**Brief:** Rewrite the listing below as a numbered list, one line per item, skipping any blank lines. Leave the pictures out of your answer.

**Items:**
────────

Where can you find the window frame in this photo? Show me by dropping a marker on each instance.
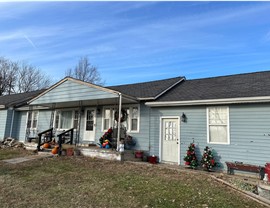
(59, 119)
(32, 119)
(227, 125)
(130, 117)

────────

**Written solution:**
1. Where can you find the window frame in this photo? Show me by dropping a marker on each instance.
2. (59, 119)
3. (32, 119)
4. (227, 125)
5. (130, 117)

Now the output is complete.